** Opening RECORDED DATA block **

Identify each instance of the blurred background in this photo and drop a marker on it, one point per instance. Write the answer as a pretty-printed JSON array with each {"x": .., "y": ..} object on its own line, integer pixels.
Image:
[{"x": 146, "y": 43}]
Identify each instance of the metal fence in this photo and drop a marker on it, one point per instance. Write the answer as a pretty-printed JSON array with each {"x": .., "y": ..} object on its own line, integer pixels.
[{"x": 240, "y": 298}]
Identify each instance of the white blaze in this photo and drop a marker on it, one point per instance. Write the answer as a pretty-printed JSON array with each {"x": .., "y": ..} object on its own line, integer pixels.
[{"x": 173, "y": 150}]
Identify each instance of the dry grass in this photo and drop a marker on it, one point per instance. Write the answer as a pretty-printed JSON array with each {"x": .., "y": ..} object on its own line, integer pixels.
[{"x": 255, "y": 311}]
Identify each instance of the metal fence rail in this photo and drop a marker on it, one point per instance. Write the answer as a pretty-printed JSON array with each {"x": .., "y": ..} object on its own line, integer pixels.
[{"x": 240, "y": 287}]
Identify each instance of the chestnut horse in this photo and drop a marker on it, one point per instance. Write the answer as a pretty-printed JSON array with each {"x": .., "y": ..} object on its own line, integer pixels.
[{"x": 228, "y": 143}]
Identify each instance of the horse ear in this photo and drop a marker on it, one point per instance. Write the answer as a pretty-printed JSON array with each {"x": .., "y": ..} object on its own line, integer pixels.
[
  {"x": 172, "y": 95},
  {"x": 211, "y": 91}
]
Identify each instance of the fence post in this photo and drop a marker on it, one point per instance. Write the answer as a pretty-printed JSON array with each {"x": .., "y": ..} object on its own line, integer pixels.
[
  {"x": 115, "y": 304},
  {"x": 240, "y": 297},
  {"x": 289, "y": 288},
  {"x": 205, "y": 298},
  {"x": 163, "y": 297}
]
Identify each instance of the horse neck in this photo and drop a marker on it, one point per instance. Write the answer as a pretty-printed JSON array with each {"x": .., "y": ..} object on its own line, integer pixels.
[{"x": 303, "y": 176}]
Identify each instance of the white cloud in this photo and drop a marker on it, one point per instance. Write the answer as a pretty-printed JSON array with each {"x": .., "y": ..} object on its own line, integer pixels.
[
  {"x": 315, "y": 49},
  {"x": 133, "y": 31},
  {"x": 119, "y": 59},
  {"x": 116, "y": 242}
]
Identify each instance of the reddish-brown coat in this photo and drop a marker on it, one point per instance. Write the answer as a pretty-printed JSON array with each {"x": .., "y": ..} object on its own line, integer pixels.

** Closing RECORDED DATA block **

Exactly as shown above, write out all the records.

Identify each instance of the blurred background in this photo and drop a marker on it, one point per instance. Write the answer as a pretty-printed JSON array with each {"x": .., "y": ..} object on its own line, integer pixels.
Image:
[{"x": 146, "y": 43}]
Identify each instance of the metal fence in this photo and drop a marker on it, one point per instance. Write the answer as a pretty-printed JSON array with each {"x": .., "y": ..} object on its own line, integer pixels.
[{"x": 240, "y": 298}]
Identify each instance of the white blaze in this photo and drop a marker on it, one point per instance. Write the answer as a pretty-printed JSON array with each {"x": .., "y": ..} object on its own line, integer pixels.
[{"x": 173, "y": 150}]
Identify each instance of the dry grass in this photo and drop a marker on it, one point per instance. Write the answer as a pretty-printed JSON array with each {"x": .., "y": ..} object on its own line, integer pixels.
[{"x": 255, "y": 311}]
Identify each instance of the metal fence rail in this photo and drop a marker on it, one point per instance. Write the answer as a pretty-printed JSON array with each {"x": .., "y": ..} object on its own line, integer pixels.
[{"x": 240, "y": 287}]
Identify each instance of the chestnut horse in this photo and drop a marker on it, one point per instance. Write the answer as a pretty-printed JSON array with each {"x": .., "y": ..} object on its own line, integer pixels.
[{"x": 228, "y": 143}]
Identify each instance of the horse ear in this photo and drop a marker on it, one point per instance. Write the answer as a pretty-printed JSON array with each {"x": .., "y": ..} object on its own line, integer pixels.
[
  {"x": 172, "y": 95},
  {"x": 211, "y": 91}
]
Identify each instance of the fence post in this photo and drop a marker on it, one point per instance. Write the answer as a pretty-printed JSON array with each {"x": .., "y": ..} object on its own line, integer pixels.
[
  {"x": 115, "y": 304},
  {"x": 240, "y": 297},
  {"x": 289, "y": 288},
  {"x": 205, "y": 298},
  {"x": 163, "y": 297}
]
Identify each instance of the horse neck in this photo and drop a marker on it, one point per instance. Write the answer as a pretty-printed JSON array with each {"x": .., "y": ..} object on its own line, integer pixels.
[{"x": 303, "y": 176}]
Identify each instance of the white cloud in this photo and drop a marker on it, one point per instance. Write the answer as a pretty-printed JSON array with each {"x": .., "y": ..} object on its own line, integer pixels.
[
  {"x": 315, "y": 49},
  {"x": 133, "y": 31},
  {"x": 119, "y": 59},
  {"x": 116, "y": 242}
]
Identify each instance of the reddish-brown coat in this photo and drop a marker on it, one point per instance. Write the answer as a pretty-printed JSON array with each {"x": .., "y": ..} object on its own line, integer pixels.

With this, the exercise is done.